▸ **Provided data**
** BEGIN **

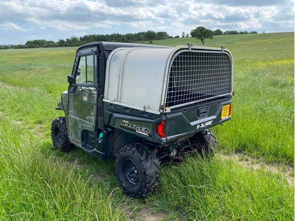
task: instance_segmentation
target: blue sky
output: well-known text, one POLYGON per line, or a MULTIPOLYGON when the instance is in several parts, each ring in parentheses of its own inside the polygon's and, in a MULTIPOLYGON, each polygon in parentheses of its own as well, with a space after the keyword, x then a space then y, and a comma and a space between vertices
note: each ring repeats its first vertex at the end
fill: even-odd
POLYGON ((293 32, 294 0, 0 0, 0 44, 91 34, 293 32))

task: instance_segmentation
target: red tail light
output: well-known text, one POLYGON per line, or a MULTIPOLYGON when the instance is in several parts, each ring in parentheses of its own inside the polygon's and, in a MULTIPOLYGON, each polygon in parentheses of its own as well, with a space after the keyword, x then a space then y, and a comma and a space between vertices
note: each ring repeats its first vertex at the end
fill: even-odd
POLYGON ((157 125, 157 133, 161 138, 165 137, 165 121, 163 121, 157 125))
POLYGON ((228 116, 230 116, 231 115, 231 104, 229 104, 229 109, 228 110, 228 116))

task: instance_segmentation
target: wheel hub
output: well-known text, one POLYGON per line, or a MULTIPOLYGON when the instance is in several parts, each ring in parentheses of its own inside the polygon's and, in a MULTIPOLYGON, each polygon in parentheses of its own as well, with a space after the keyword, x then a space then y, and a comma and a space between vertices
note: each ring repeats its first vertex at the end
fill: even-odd
POLYGON ((125 180, 131 186, 135 186, 138 183, 138 169, 131 159, 126 159, 123 163, 122 173, 125 180))

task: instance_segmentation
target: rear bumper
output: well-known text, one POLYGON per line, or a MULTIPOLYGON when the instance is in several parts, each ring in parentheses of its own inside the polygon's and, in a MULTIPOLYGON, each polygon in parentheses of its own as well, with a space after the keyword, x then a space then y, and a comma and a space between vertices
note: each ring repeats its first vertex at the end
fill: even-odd
POLYGON ((200 132, 229 120, 221 119, 222 107, 231 103, 230 98, 210 101, 166 114, 166 142, 200 132))

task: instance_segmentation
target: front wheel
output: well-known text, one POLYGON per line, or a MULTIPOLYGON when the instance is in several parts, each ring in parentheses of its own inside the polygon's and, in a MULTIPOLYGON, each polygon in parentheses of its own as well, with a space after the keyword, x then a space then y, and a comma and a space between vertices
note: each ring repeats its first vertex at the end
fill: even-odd
POLYGON ((115 168, 119 184, 130 197, 148 197, 160 184, 159 160, 142 144, 130 144, 122 148, 116 158, 115 168))
POLYGON ((55 118, 51 124, 51 139, 55 149, 61 151, 69 151, 72 145, 69 141, 66 118, 60 117, 55 118))

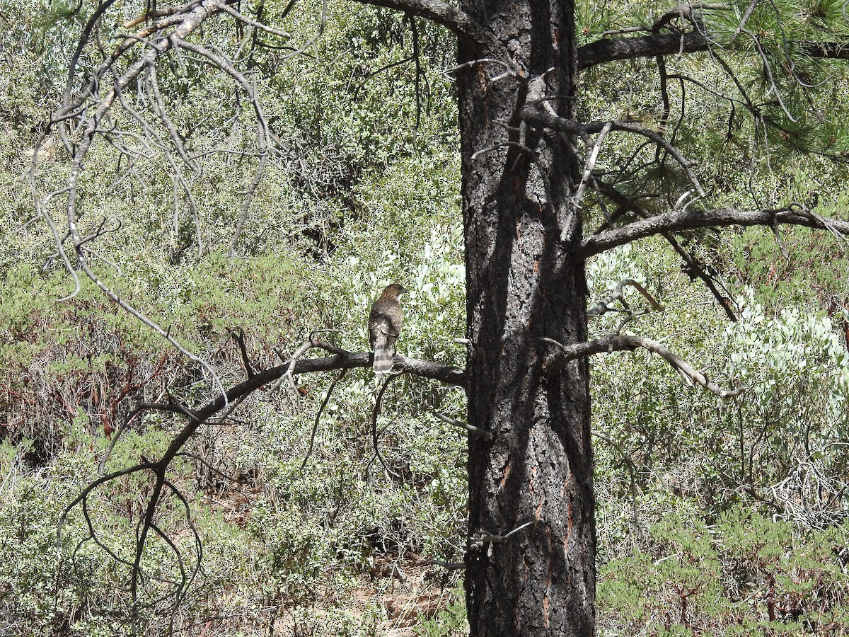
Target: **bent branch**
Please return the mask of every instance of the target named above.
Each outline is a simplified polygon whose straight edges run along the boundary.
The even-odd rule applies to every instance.
[[[652,234],[660,234],[665,232],[678,232],[718,226],[774,226],[777,223],[788,223],[813,228],[818,230],[828,230],[841,239],[849,235],[849,223],[820,217],[803,208],[799,204],[791,204],[788,207],[779,210],[684,209],[655,215],[648,219],[635,221],[621,228],[597,233],[585,239],[577,247],[576,254],[578,257],[586,259],[637,239],[644,239]]]
[[[800,41],[796,44],[811,58],[849,59],[849,42]],[[617,59],[699,53],[711,46],[710,36],[699,32],[596,40],[578,48],[578,70]]]
[[[697,383],[710,392],[722,398],[739,396],[745,392],[745,387],[725,390],[711,381],[703,372],[693,368],[687,361],[678,354],[672,353],[656,341],[643,336],[620,336],[610,335],[601,336],[594,341],[575,345],[563,345],[550,338],[543,338],[545,342],[555,346],[559,351],[543,366],[543,371],[548,376],[554,376],[565,367],[566,364],[576,358],[584,358],[592,354],[600,354],[610,352],[633,352],[638,347],[644,347],[657,354],[670,365],[675,368],[687,381]]]

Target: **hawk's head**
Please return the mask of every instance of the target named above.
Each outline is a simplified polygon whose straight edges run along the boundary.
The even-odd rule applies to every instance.
[[[395,296],[397,298],[400,294],[407,294],[407,288],[397,283],[391,283],[383,289],[383,294],[380,296]]]

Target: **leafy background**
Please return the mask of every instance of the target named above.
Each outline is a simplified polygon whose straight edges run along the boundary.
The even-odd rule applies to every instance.
[[[773,4],[803,37],[816,36],[805,26],[816,20],[842,32],[840,3],[804,10]],[[164,177],[161,156],[129,171],[102,144],[84,173],[83,223],[122,226],[98,245],[109,260],[98,265],[101,276],[213,363],[225,383],[244,378],[233,330],[258,367],[278,364],[314,330],[332,330],[340,347],[364,349],[368,305],[391,280],[411,290],[404,353],[461,365],[455,340],[464,335],[464,271],[449,38],[417,23],[419,73],[410,59],[409,19],[330,2],[322,37],[284,59],[281,51],[318,32],[321,3],[301,3],[285,18],[277,3],[264,8],[269,23],[292,36],[252,50],[246,61],[281,150],[251,204],[238,258],[228,252],[239,194],[253,176],[250,159],[200,160],[192,213],[188,197],[175,195]],[[117,30],[142,8],[115,5],[104,25]],[[72,285],[35,217],[28,166],[93,10],[0,2],[8,27],[0,36],[0,634],[129,634],[121,560],[132,553],[148,476],[125,476],[90,499],[101,545],[86,541],[78,510],[57,544],[59,516],[97,477],[112,435],[138,403],[171,395],[197,404],[211,396],[202,370],[93,286],[57,302]],[[582,3],[581,37],[649,24],[656,11],[655,3]],[[721,23],[712,26],[722,32]],[[226,20],[203,35],[224,50],[239,37]],[[768,91],[759,85],[762,72],[749,70],[743,44],[729,64],[752,94],[759,86]],[[818,141],[814,127],[800,124],[784,140],[790,144],[767,156],[766,140],[727,102],[704,88],[692,96],[697,86],[732,90],[706,60],[676,60],[676,71],[694,82],[672,94],[677,104],[686,99],[677,141],[702,158],[712,203],[816,200],[819,214],[842,214],[845,165],[791,152],[814,144],[842,152],[841,120],[829,117],[845,99],[841,67],[827,69],[835,82],[817,96],[826,121],[837,123],[816,127]],[[226,76],[191,59],[159,72],[170,116],[191,132],[191,149],[246,147],[250,114]],[[648,60],[588,71],[581,96],[585,120],[650,124],[661,116]],[[663,209],[680,194],[681,176],[634,161],[654,152],[638,144],[611,134],[599,168],[629,194],[653,189],[659,194],[648,206]],[[623,170],[627,165],[644,167]],[[48,138],[35,166],[40,183],[55,187],[67,178],[69,157]],[[592,229],[603,211],[586,206]],[[647,354],[592,361],[599,632],[841,634],[849,629],[845,246],[807,230],[783,230],[780,244],[768,230],[692,233],[683,241],[725,282],[737,323],[727,322],[659,239],[593,260],[591,297],[622,279],[638,281],[665,311],[627,329],[662,339],[717,382],[748,391],[720,400]],[[595,319],[591,333],[616,323]],[[462,420],[462,392],[412,378],[391,386],[378,430],[393,476],[371,443],[378,386],[370,371],[352,371],[318,418],[301,468],[333,381],[302,377],[296,397],[285,386],[257,392],[233,421],[206,426],[189,443],[171,476],[185,500],[166,499],[158,523],[185,555],[198,557],[188,509],[202,540],[201,568],[175,606],[165,583],[181,565],[162,541],[151,541],[136,617],[141,632],[464,634],[461,572],[430,561],[463,557],[464,434],[430,414]],[[167,414],[135,419],[108,468],[157,457],[180,426]]]

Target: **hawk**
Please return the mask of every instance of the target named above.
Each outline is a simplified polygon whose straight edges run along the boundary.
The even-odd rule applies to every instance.
[[[372,305],[371,313],[368,314],[368,342],[374,350],[372,367],[375,374],[386,374],[392,370],[395,340],[398,338],[404,323],[404,311],[398,303],[398,296],[406,292],[403,285],[390,284]]]

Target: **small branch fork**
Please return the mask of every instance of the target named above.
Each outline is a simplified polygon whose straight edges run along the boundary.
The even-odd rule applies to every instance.
[[[720,397],[728,398],[734,396],[739,396],[746,389],[745,387],[733,390],[722,389],[711,381],[704,371],[694,369],[687,361],[672,353],[656,341],[644,338],[643,336],[623,336],[611,334],[601,336],[594,341],[569,346],[563,345],[550,338],[543,338],[543,341],[554,345],[558,350],[543,365],[544,372],[548,376],[559,373],[565,367],[569,361],[575,360],[576,358],[582,358],[592,354],[599,354],[602,352],[633,352],[638,347],[644,347],[666,360],[688,382],[700,385]]]
[[[183,426],[179,433],[177,433],[177,435],[175,436],[171,441],[167,449],[158,461],[152,462],[143,459],[143,462],[136,465],[135,466],[101,476],[82,489],[80,494],[75,498],[67,507],[65,507],[59,518],[57,528],[57,550],[59,550],[59,547],[62,540],[62,533],[68,521],[68,516],[72,510],[79,507],[82,509],[87,532],[86,536],[77,544],[76,548],[72,554],[72,559],[73,556],[79,551],[80,548],[82,548],[86,543],[93,542],[98,547],[105,550],[117,564],[123,565],[130,569],[131,576],[128,591],[130,592],[132,600],[132,622],[134,629],[138,625],[138,613],[141,610],[143,610],[143,605],[139,600],[140,589],[143,585],[144,582],[149,581],[151,578],[155,578],[150,573],[146,572],[143,567],[143,558],[145,555],[145,550],[147,550],[146,547],[148,547],[151,538],[159,538],[166,543],[168,550],[171,551],[171,554],[177,564],[181,573],[179,580],[167,583],[171,586],[171,593],[153,602],[155,605],[170,599],[172,601],[172,604],[170,606],[172,616],[173,613],[176,612],[177,606],[182,600],[183,596],[191,585],[192,581],[200,567],[200,559],[203,552],[200,536],[198,535],[197,530],[195,529],[194,521],[191,518],[190,507],[186,498],[167,478],[167,472],[171,462],[175,458],[185,455],[185,453],[183,451],[183,448],[189,438],[194,434],[197,429],[202,425],[219,424],[223,422],[230,416],[230,414],[236,409],[236,407],[238,407],[250,393],[263,386],[273,383],[287,375],[291,377],[295,374],[329,371],[333,369],[340,370],[340,375],[334,381],[330,391],[328,392],[328,395],[322,404],[321,409],[319,410],[319,414],[316,419],[312,432],[312,437],[314,439],[321,411],[323,410],[324,406],[327,404],[333,388],[336,386],[339,381],[341,380],[345,373],[348,369],[353,368],[368,368],[372,365],[372,352],[347,352],[329,343],[323,342],[316,337],[315,334],[311,334],[309,341],[306,344],[305,344],[308,347],[300,348],[298,350],[297,358],[293,356],[290,359],[284,361],[280,365],[257,372],[253,370],[247,357],[246,350],[244,347],[244,336],[239,332],[233,332],[232,336],[239,345],[241,351],[243,360],[246,367],[247,378],[239,385],[230,387],[222,395],[219,395],[217,397],[200,409],[189,409],[185,404],[174,400],[171,397],[169,397],[168,401],[166,403],[143,403],[138,405],[127,415],[125,426],[120,427],[115,431],[113,436],[113,440],[111,441],[110,449],[117,441],[121,432],[126,429],[126,423],[130,422],[143,413],[148,411],[161,411],[165,413],[176,414],[185,417],[188,422]],[[303,359],[302,358],[300,358],[302,357],[309,349],[313,348],[324,350],[333,355],[319,358]],[[418,360],[415,358],[409,358],[400,354],[395,355],[394,366],[399,370],[400,373],[393,375],[390,379],[387,379],[387,383],[381,390],[381,394],[388,386],[389,380],[396,378],[398,375],[401,375],[401,374],[408,373],[441,381],[451,385],[457,385],[460,386],[464,386],[465,385],[465,374],[463,369],[459,369],[458,368],[440,365],[435,363]],[[375,448],[377,445],[375,423],[379,409],[380,401],[375,405],[375,412],[373,414],[373,437]],[[310,451],[312,451],[312,442],[311,440]],[[307,457],[309,453],[307,454]],[[305,463],[306,459],[305,459]],[[380,458],[380,460],[383,462],[382,458]],[[105,464],[105,459],[103,464]],[[385,467],[385,465],[384,465],[384,466]],[[388,468],[387,471],[389,471]],[[143,511],[137,524],[132,559],[124,559],[121,558],[115,550],[110,549],[98,536],[88,512],[89,499],[104,485],[124,476],[142,473],[146,473],[151,476],[153,481],[152,486],[149,492],[149,495],[144,501]],[[182,549],[173,541],[166,531],[161,527],[161,523],[159,521],[162,517],[162,513],[160,511],[161,506],[165,500],[169,497],[175,498],[183,505],[183,516],[186,526],[190,530],[194,543],[194,563],[192,566],[187,566],[184,549]]]

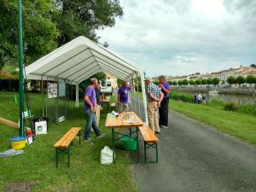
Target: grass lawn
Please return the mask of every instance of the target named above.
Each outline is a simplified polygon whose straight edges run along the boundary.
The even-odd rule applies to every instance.
[[[14,92],[0,91],[0,117],[17,122],[18,104],[14,102]],[[40,106],[40,94],[30,94],[31,106]],[[113,99],[113,98],[112,98]],[[103,138],[96,138],[91,143],[73,142],[71,150],[71,167],[67,167],[67,155],[61,156],[59,168],[55,167],[54,143],[72,126],[82,126],[84,133],[84,115],[80,103],[79,108],[70,104],[69,119],[58,125],[50,124],[47,135],[39,135],[36,142],[24,149],[24,154],[0,159],[0,191],[12,182],[33,182],[32,191],[90,191],[121,192],[136,191],[128,155],[117,150],[115,165],[103,166],[100,163],[101,149],[111,144],[111,134],[104,127],[106,113],[101,118]],[[40,110],[40,109],[38,109]],[[0,125],[0,151],[10,148],[9,139],[17,136],[17,130]]]
[[[140,93],[142,98],[142,93]],[[170,100],[170,108],[207,124],[216,129],[256,144],[256,116],[243,113],[225,111],[223,106],[196,105]]]

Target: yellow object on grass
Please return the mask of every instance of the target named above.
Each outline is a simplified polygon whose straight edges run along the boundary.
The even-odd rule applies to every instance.
[[[13,137],[10,138],[12,149],[21,149],[26,147],[26,137]]]

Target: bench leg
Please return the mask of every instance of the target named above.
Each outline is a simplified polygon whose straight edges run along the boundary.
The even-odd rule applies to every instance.
[[[148,148],[154,148],[155,149],[155,161],[148,162],[148,159],[147,159],[147,149]],[[157,146],[157,143],[147,143],[146,142],[144,142],[144,158],[145,158],[145,163],[158,163],[158,146]]]

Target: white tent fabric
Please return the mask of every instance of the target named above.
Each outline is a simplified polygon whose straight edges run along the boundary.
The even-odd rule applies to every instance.
[[[98,72],[107,72],[127,81],[140,76],[145,119],[148,120],[144,69],[83,36],[40,58],[25,70],[28,79],[76,84],[76,106],[79,106],[79,84]]]

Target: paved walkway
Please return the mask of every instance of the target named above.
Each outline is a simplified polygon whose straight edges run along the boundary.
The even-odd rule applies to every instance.
[[[138,192],[255,192],[256,148],[170,110],[159,164],[132,165]],[[154,157],[154,154],[149,155]]]

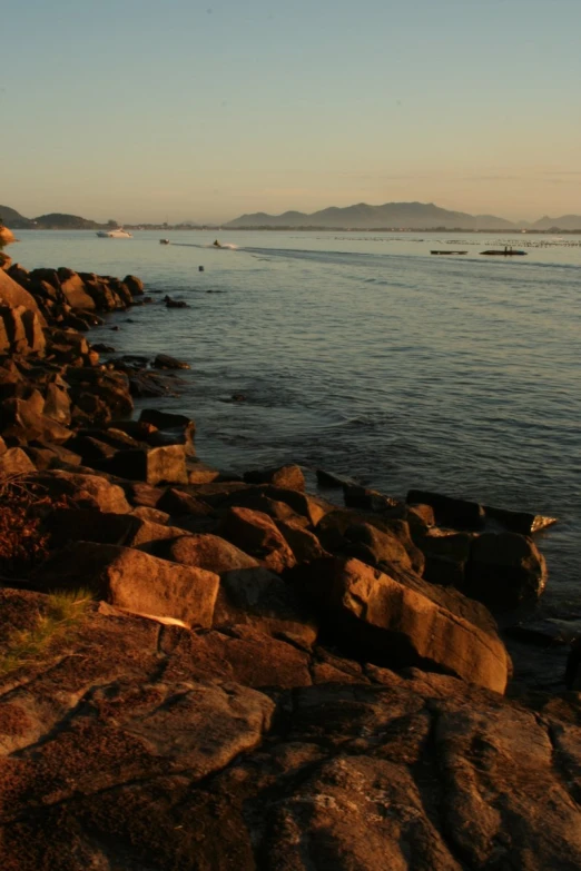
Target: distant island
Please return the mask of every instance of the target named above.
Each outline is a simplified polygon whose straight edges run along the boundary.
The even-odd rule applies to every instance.
[[[499,218],[494,215],[469,215],[449,211],[433,202],[386,202],[368,206],[358,202],[346,208],[331,207],[306,215],[285,211],[283,215],[242,215],[228,224],[228,229],[329,229],[329,230],[531,230],[538,232],[581,232],[581,215],[548,216],[533,224]]]
[[[114,229],[119,224],[108,220],[99,224],[77,215],[50,212],[37,218],[26,218],[9,206],[0,206],[0,222],[16,230],[99,230]],[[204,230],[218,229],[216,224],[199,225],[194,221],[180,224],[126,224],[127,229],[142,230]],[[358,202],[355,206],[337,208],[332,206],[308,215],[303,211],[285,211],[283,215],[267,215],[257,211],[242,215],[235,220],[223,224],[229,230],[342,230],[372,232],[408,230],[421,232],[579,232],[581,215],[561,215],[558,218],[544,216],[534,222],[510,221],[495,215],[469,215],[464,211],[450,211],[433,202],[385,202],[383,206],[370,206]]]

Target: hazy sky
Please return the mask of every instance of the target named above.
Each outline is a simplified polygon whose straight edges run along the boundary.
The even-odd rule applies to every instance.
[[[0,202],[581,212],[580,0],[0,0]]]

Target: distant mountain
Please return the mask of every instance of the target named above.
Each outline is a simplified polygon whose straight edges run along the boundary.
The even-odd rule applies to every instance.
[[[561,215],[560,218],[545,215],[530,227],[533,230],[581,230],[581,215]]]
[[[31,226],[29,218],[24,218],[16,209],[11,209],[9,206],[0,206],[0,219],[2,224],[10,227],[12,230],[24,230]]]
[[[285,211],[283,215],[242,215],[223,225],[230,229],[245,227],[318,227],[331,229],[462,229],[462,230],[513,230],[520,225],[494,215],[467,215],[464,211],[449,211],[433,202],[386,202],[384,206],[356,206],[315,211],[305,215],[302,211]]]
[[[35,218],[35,224],[40,230],[95,230],[101,226],[78,215],[62,215],[59,211],[41,215]]]

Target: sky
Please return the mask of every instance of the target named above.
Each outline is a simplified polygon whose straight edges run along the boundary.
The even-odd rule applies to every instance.
[[[0,202],[581,214],[580,0],[0,0]]]

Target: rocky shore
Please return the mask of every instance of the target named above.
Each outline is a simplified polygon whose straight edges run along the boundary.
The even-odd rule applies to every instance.
[[[495,622],[553,519],[214,468],[90,333],[164,300],[0,259],[0,867],[580,869],[579,651],[528,692]]]

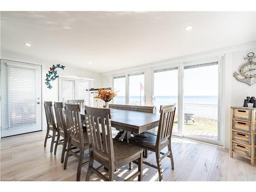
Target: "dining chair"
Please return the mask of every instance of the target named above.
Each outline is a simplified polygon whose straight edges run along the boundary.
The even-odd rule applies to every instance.
[[[63,163],[68,139],[67,123],[64,113],[63,103],[61,102],[55,102],[54,105],[57,130],[57,140],[54,149],[54,155],[56,155],[58,145],[59,144],[62,145],[62,150],[60,162],[61,163]],[[60,139],[60,136],[63,139]]]
[[[89,181],[91,172],[104,181],[114,181],[115,170],[132,161],[138,160],[138,170],[125,180],[138,177],[142,180],[143,149],[126,142],[112,139],[110,109],[84,107],[86,124],[90,143],[90,159],[86,181]],[[109,177],[93,167],[96,160],[109,170]]]
[[[175,105],[162,106],[157,135],[146,132],[142,133],[145,136],[145,137],[135,136],[130,139],[131,144],[156,153],[157,166],[146,161],[143,161],[143,163],[158,170],[159,181],[163,180],[161,161],[166,156],[170,158],[172,169],[174,169],[174,159],[172,153],[171,138],[175,109]],[[167,152],[166,153],[161,152],[162,150],[166,146],[168,146]],[[160,157],[160,154],[163,156]],[[137,163],[136,161],[133,162]]]
[[[68,104],[78,104],[80,106],[80,111],[83,111],[84,100],[83,99],[80,100],[68,100]]]
[[[46,146],[47,139],[51,138],[51,146],[50,147],[50,152],[52,153],[53,151],[53,144],[56,141],[55,137],[57,133],[57,127],[56,126],[55,121],[54,120],[54,115],[52,108],[52,101],[45,101],[44,105],[45,106],[45,111],[46,116],[46,122],[47,123],[47,131],[46,132],[46,138],[45,139],[44,147]],[[52,132],[51,134],[50,131]]]
[[[68,150],[65,156],[64,169],[67,168],[68,159],[70,156],[74,156],[78,159],[78,165],[76,174],[76,181],[80,181],[81,170],[83,163],[84,151],[89,148],[89,143],[87,132],[83,132],[81,120],[80,108],[79,104],[66,104],[65,114],[67,120],[68,141]],[[79,151],[74,152],[72,146],[77,147]],[[77,154],[79,152],[79,155]]]

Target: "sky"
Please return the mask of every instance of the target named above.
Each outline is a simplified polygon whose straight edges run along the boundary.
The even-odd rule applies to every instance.
[[[218,88],[218,66],[184,70],[184,96],[217,96]],[[155,73],[154,95],[177,96],[178,93],[178,70]],[[129,93],[131,96],[139,96],[142,84],[144,91],[144,75],[129,77]],[[114,88],[118,96],[125,96],[125,78],[115,79]]]

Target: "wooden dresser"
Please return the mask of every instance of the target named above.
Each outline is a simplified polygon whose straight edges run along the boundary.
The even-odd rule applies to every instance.
[[[230,157],[235,154],[251,160],[256,154],[256,108],[231,107]]]

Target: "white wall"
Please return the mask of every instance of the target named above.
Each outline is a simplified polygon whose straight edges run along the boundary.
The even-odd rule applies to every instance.
[[[236,45],[229,47],[225,47],[218,50],[212,50],[202,53],[186,55],[163,61],[147,63],[133,68],[123,69],[101,74],[101,82],[103,87],[112,86],[112,75],[128,72],[129,71],[141,70],[145,71],[145,76],[151,76],[152,68],[155,66],[169,67],[179,63],[181,66],[183,62],[197,60],[201,60],[213,57],[223,56],[224,59],[224,82],[222,93],[223,95],[222,106],[223,111],[222,117],[221,117],[221,124],[223,127],[222,133],[223,146],[227,148],[230,145],[230,108],[231,106],[241,106],[243,99],[246,96],[256,96],[256,83],[251,86],[242,83],[237,80],[233,77],[235,71],[239,72],[240,68],[246,61],[244,59],[249,52],[253,52],[256,54],[256,41],[249,42],[247,44]],[[256,59],[255,59],[256,60]],[[240,75],[241,76],[241,75]],[[242,78],[242,77],[240,77]],[[152,87],[151,80],[146,79],[145,87],[148,89]],[[147,85],[146,84],[147,83]],[[147,88],[145,88],[147,89]],[[151,96],[147,95],[147,104],[151,104]]]

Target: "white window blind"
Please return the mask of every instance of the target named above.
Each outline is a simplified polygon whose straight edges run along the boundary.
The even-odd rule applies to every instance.
[[[68,100],[83,99],[85,105],[93,105],[93,95],[87,91],[93,88],[92,80],[60,77],[58,82],[59,101],[67,103]]]
[[[7,66],[8,127],[36,123],[36,70]]]

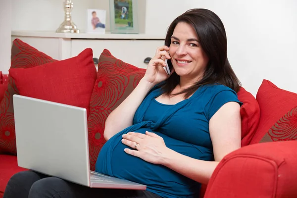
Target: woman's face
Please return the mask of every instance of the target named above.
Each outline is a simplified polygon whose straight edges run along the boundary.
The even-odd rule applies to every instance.
[[[181,77],[198,80],[208,62],[194,28],[185,22],[179,22],[174,29],[169,53],[175,72]]]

** END **

▸ **Task**
Rescale the lines from the start through the line containing "POLYGON ((293 32, 294", both ends included. Reproduce only those lines, multiply every coordinate in the answers by 1.2, round each result to a whole number with halves going up, keep all other lines unchanged, and leave the pictures out.

▸ **Correct output**
task: instance_segmentation
target: blue sky
output: well-known text, one POLYGON per line, or a MULTIPOLYGON when the instance is in several parts, each ring in parentheses of its own inside the polygon's and, in a MULTIPOLYGON, each polygon in parentheses of its own as well, with a space after the keyword, x then a space then y, and a comma and a space between vertices
note: each ring repeats its first vertex at the end
fill: even-odd
POLYGON ((352 38, 353 0, 0 0, 0 53, 109 41, 352 38))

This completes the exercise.